__ИСТОЧНИК__:
-------------------------

Он читал, писал, посещал музеи, ходил на скачки, велогонки, бокс, продолжал знакомиться с людьми, приятными и не очень: при чтении «Праздника» кажется, что вторых было больше, но на самом деле отношения со многими из них в ту пору были прекрасные, неприязнь возникла позднее. В Англо-американском пресс-клубе он сошелся с корреспондентом агентства Интернэшнл Ньюс Сервис Фрэнком Мейсоном, корреспондентом «Бруклин дейли игл» Гаем Хикоком – с последним ездили в Компьен и Энгиен на скачки; через Стайн и Паунда знакомился с литераторами и художниками, в том числе с Пикассо. В конце марта «Стар» дала ему первое задание: освещать международную конференцию в Генуе, посвященную «экономическому восстановлению Центральной и Восточной Европы». Причина созыва конференции – стремление европейских стран уладить отношения с советской Россией. Был подготовлен проект резолюции, в которой от большевиков требовалось признать финансовые обязательства прежних российских правительств. Председателем советской делегации был Чичерин [13]13
  Формально он считался заместителем отсутствующего председателя – Ленина.


[Закрыть]
. Хемингуэй прибыл в Геную 27 марта: конференция еще не открылась, но проходили ежедневные брифинги. Он посылал в «Стар» телеграфные сообщения и статьи – всего около пятнадцати. Первая статья, опубликованная 13 апреля, была посвящена политической обстановке в Генуе, где проходили стычки между коммунистами и фашистами. (23 марта 1919 года в Милане Бенито Муссолини учредил фашистскую организацию «Союз борьбы».)

-------------------------

__ИСХОДНЫЕ МАТЕРИАЛЫ__:
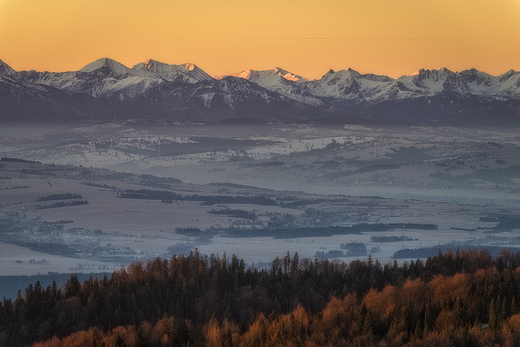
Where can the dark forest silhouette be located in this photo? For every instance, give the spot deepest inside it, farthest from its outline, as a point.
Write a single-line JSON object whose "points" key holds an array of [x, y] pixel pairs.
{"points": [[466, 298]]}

-------------------------

__НАБОР ЗАДАНИЙ__:
- A) Сколько примерно телеграфных сообщений и статей Хемингуэй отправил в «Стар» из Генуи, согласно отрывку о Хемингуэе?
- B) Продолжите отрывок о Хемингуэе в Генуе: напишите текст, который следует за его последним предложением.

__ОТВЕТЫ К ЗАДАНИЯМ__:
- A) Около пятнадцати.

- B)
У нас, естественно, писали, что Хемингуэй осудил фашизм и полюбил коммунизм, что верно лишь отчасти: фашистов он раскусил на удивление легко для «малыша», каким его считали, но и симпатии коммунистам не выказал: «Можно не сомневаться, что красные генуэзцы – а они составляют примерно треть населения – встретят красных русских слезами, приветствиями, объятиями, будут угощать их вином, ликером, плохими сигаретами, будут парадировать, кричать „ура“ и на все лады выражать друг перед другом и перед всем светом свои симпатии, как это свойственно итальянцам. Они будут обниматься и целоваться, устраивать сборища в кафе, пить за здоровье Ленина, кричать в честь Троцкого, каждые две-три минуты три-четыре красных вожака будут пытаться сколотить демонстрацию, и будет поглощено неимоверное количество кьянти под дружные крики „Смерть фашистам!“. <…> Фашисты – это отродье зубов дракона, посеянных в 1920 году, когда казалось, что вся Италия может стать большевистской… <…> Фашисты действовали с совершенно определенной целью и уничтожали все, что могло грозить революцией. Они пользовались если не активной поддержкой, то молчаливым одобрением правительства, и не подлежит никакому сомнению, что именно они сломили красных. Но они привыкли к безнаказанному беззаконию и убийству и считали себя вправе бесчинствовать, где и когда им вздумается. И теперь для мирной Италии они представляют почти такую же опасность, какой когда-то были красные…»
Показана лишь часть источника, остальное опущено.